# Text shown
§

Following the Department of Justice’s explosive report that members of the Worcester Police Department (WPD) engaged in illegal sex acts with vulnerable women, particularly sex workers, a collective of sex worker advocates in Worcester is demanding the City Manager Eric D. Batista provide an apology and reparations for these women.
Project Priceless, an organization dedicated to helping women escape sex work, filed two petitions focused on the women in the WPD report to be heard by the Worcester City Council at their Dec. 17 meeting.
“The bottom line is that these women are surviving male violence from strangers, boyfriends, pimps on the daily,” said Sathi Patel, the coordinator for Project Priceless. “And the mere fact that it’s cops, people appointed to protect and serve, is just the icing on the cake in these women’s lives.”
The first petition asks the council to request Batista issue a public acknowledgment, condemnation and apology for the sexual abuse of the prostituted women by the officers as detailed in the Department of Justice’s report, according to the city council’s agenda. The second petition asks the city council to request Batista allocate financial reparations and mental health support to the women harmed by the abuses listed in the WPD report.
Released on Dec. 9, the 41-page Department of Justice report revealed members of the WPD used excessive force, engaged in discriminatory tactics and engaged in illegal sex acts with women.

§

# Entries provided

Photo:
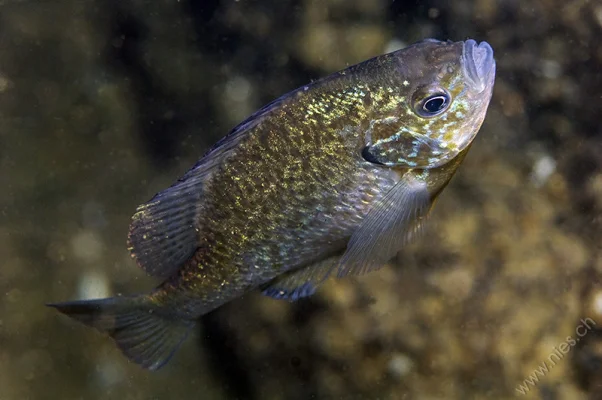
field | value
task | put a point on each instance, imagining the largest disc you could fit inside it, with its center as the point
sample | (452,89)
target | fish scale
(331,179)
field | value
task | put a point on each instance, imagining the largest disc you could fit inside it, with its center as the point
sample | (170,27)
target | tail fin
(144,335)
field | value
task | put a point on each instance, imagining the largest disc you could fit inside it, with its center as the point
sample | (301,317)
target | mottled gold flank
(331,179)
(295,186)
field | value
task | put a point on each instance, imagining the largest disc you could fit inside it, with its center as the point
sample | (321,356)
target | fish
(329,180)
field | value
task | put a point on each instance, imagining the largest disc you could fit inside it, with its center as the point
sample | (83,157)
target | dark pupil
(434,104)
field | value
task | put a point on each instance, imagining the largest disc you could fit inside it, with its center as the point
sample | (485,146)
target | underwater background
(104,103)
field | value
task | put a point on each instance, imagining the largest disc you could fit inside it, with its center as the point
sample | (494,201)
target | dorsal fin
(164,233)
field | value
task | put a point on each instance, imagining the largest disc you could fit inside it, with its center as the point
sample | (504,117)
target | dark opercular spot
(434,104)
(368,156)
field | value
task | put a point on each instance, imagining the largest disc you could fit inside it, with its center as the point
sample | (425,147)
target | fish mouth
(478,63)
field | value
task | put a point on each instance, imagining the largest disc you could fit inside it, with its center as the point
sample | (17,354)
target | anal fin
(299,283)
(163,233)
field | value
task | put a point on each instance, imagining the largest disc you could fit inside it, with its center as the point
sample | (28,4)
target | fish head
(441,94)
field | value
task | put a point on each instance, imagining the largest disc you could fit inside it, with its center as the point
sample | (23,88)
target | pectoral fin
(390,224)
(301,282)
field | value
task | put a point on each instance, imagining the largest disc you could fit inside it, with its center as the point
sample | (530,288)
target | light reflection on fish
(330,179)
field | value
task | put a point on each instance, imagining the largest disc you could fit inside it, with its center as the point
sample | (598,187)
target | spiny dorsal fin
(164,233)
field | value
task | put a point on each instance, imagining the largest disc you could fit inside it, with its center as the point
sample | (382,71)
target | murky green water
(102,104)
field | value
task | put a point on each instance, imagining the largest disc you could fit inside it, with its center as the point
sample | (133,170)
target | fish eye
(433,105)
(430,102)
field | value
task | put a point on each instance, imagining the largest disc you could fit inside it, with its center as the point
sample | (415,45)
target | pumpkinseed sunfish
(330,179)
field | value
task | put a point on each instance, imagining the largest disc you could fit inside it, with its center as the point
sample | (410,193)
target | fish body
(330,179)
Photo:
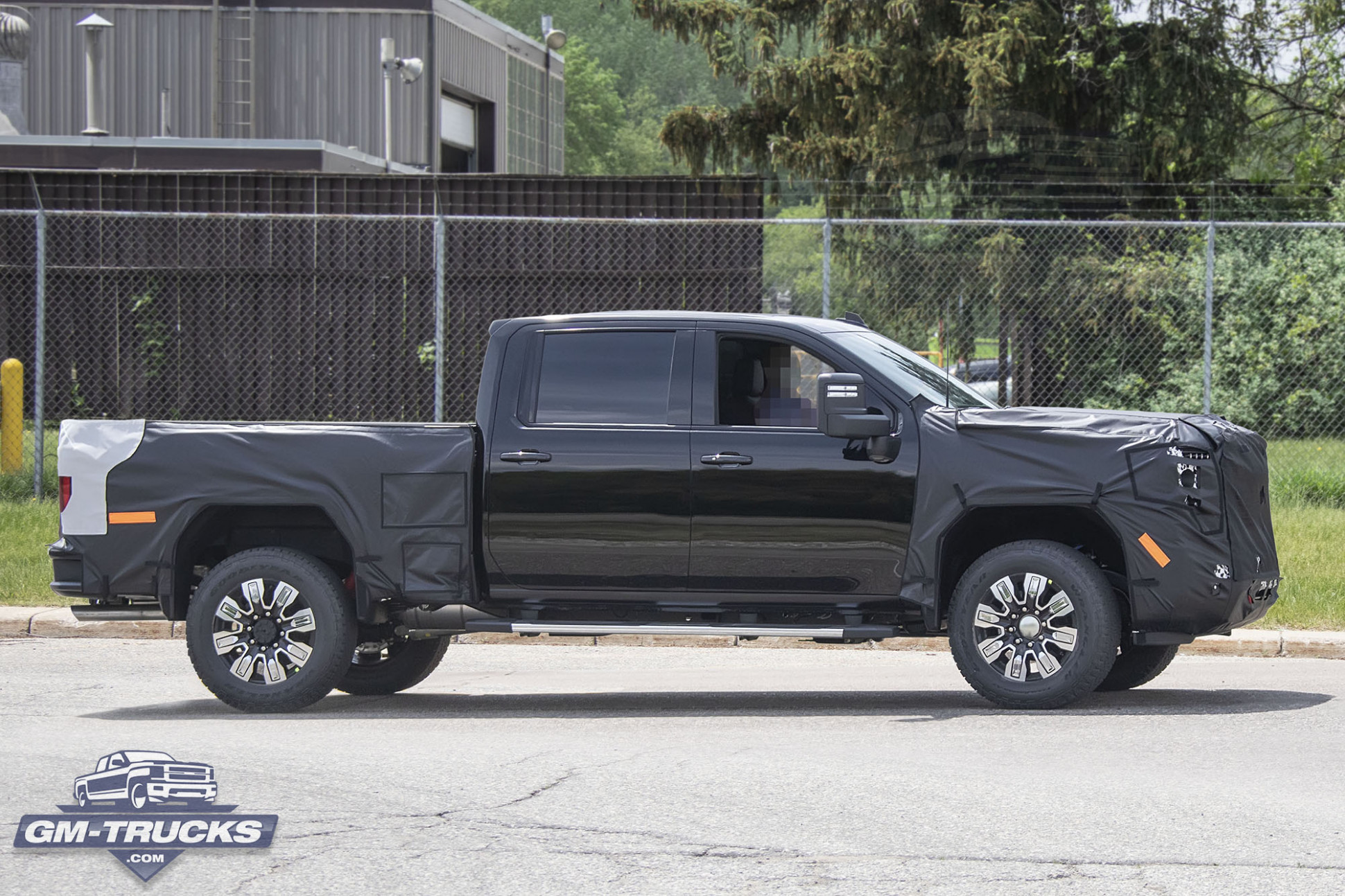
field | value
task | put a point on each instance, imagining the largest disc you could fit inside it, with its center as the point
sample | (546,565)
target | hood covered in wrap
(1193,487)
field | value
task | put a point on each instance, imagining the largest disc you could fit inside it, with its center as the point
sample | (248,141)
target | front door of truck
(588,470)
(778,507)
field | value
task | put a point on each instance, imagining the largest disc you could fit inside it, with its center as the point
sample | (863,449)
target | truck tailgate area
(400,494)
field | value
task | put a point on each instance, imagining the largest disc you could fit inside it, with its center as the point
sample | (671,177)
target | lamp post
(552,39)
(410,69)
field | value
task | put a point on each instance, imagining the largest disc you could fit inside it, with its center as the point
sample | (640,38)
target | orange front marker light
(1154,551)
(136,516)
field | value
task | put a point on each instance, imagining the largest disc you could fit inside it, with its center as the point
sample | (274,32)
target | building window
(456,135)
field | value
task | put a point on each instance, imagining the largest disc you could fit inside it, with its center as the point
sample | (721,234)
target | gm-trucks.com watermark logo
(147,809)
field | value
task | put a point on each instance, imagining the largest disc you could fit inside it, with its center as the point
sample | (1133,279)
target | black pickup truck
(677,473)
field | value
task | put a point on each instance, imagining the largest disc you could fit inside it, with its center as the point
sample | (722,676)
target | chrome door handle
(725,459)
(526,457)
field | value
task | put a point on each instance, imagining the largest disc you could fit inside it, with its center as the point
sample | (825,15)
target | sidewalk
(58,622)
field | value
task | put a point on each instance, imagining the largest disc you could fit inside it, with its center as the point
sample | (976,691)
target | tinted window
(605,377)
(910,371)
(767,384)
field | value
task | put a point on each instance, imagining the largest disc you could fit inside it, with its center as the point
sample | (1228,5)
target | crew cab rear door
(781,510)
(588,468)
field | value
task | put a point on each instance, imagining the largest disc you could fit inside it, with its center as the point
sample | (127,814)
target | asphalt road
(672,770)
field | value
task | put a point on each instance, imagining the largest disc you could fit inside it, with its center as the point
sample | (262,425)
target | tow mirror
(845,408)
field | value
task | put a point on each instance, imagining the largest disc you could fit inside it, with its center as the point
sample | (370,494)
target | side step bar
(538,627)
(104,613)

§

# Tasks to perform
1 – In the article about the Worcester police report, list everything the two Project Priceless petitions ask the city council to request that Batista provide.
2 – Carry on the article about the Worcester police report from its final sentence.

# Responses
1 –
- A public acknowledgment of the sexual abuse
- A condemnation of the sexual abuse
- An apology for the sexual abuse
- Financial reparations for the women harmed
- Mental health support for the women harmed

2 –
Multiple women told Department of Justice investigators that Worcester police officers engaged in unwanted sexual contact with them during undercover operations, took advantage of them sexually in vulnerable situations, and threatened arrest if they did not perform sex acts, according to the report.
A day after the report was released, Batista released a statement saying it was unfathomable to him that any police officer or employee of the city could or would have acted in manners he described as “unlawful egregious, and immoral.”
Patel told MassLive that her hope for these petitions is to have them approved by the city council but is unsure if the body will pass them. At the very least, Patel wants these petitions to accelerate conversations that address the subjection of women to prostitution, the opioid epidemic and homelessness.
“We would hope that the momentum keeps going and we are able to self organize the solutions to our material conditions if the city administration isn’t willing to advocate that struggle,” Patel said.
Additionally, the organization has filed two other petitions for Tuesday’s meeting. The first calls on the council to request Batista commit to criminalizing abusers, including sex buyers, pimps and police officers who abuse women, while also decriminalizing and rehabilitating abused women, according to the agenda. The second petition calls on the council to request Batista allocate resources and a building for a shelter operated by Project Priceless that would provide resources such as harm reduction to homeless women.
Liz Grajales filed the four petitions on behalf of the organization, the agenda reads.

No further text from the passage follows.